** Supplied records **
☆ ☆ ☆

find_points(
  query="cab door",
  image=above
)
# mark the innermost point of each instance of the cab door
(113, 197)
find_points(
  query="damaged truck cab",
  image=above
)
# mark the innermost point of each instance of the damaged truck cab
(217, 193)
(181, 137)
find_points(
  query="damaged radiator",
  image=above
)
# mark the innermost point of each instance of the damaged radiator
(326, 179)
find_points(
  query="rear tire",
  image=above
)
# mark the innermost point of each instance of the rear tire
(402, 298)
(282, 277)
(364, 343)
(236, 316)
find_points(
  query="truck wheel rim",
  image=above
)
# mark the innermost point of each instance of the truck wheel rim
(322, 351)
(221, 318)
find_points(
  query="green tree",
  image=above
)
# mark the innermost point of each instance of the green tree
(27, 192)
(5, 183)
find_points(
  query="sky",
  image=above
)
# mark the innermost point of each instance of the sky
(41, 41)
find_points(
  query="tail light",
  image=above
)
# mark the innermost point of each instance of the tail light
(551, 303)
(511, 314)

☆ ☆ ☆

** Work instructions **
Arrange all of the lines above as a JSON list of strings, one string per line, with blank lines left out.

** Answer to this problem **
[
  "find_points(",
  "  query=\"cab door\",",
  "  image=above",
  ")",
  "# mark the innermost point of each instance of the cab door",
  "(113, 197)",
  "find_points(",
  "  query=\"damaged truck cab\",",
  "  image=above",
  ")",
  "# mark the innermost point of each instance of the damaged truck cab",
  "(217, 193)",
  "(181, 137)",
  "find_points(",
  "  query=\"damaged radiator\",",
  "  image=above",
  ")",
  "# mark the innermost point of each instance of the damaged radiator",
  "(326, 179)",
  "find_points(",
  "  query=\"rear tire\",",
  "  image=above",
  ")",
  "# mark the innermost point of each instance of the rear tire",
  "(402, 298)",
  "(282, 277)",
  "(364, 343)",
  "(236, 316)",
  "find_points(",
  "  query=\"truck wheel rim\",",
  "  image=above",
  ")",
  "# mark the innermost point of each instance of the truck wheel rim",
  "(322, 351)",
  "(221, 318)",
  "find_points(",
  "  query=\"green tree\",",
  "  image=above",
  ")",
  "# mark the innermost point of each instance of the green tree",
  "(27, 192)",
  "(5, 183)",
  "find_points(",
  "  query=\"sky\",",
  "  image=above",
  ")",
  "# mark the innermost point of each instance of the sky",
  "(41, 41)",
  "find_points(",
  "  query=\"tail light\",",
  "  image=above",
  ")",
  "# mark the innermost point of each instance of the tail light",
  "(551, 303)",
  "(511, 314)"
]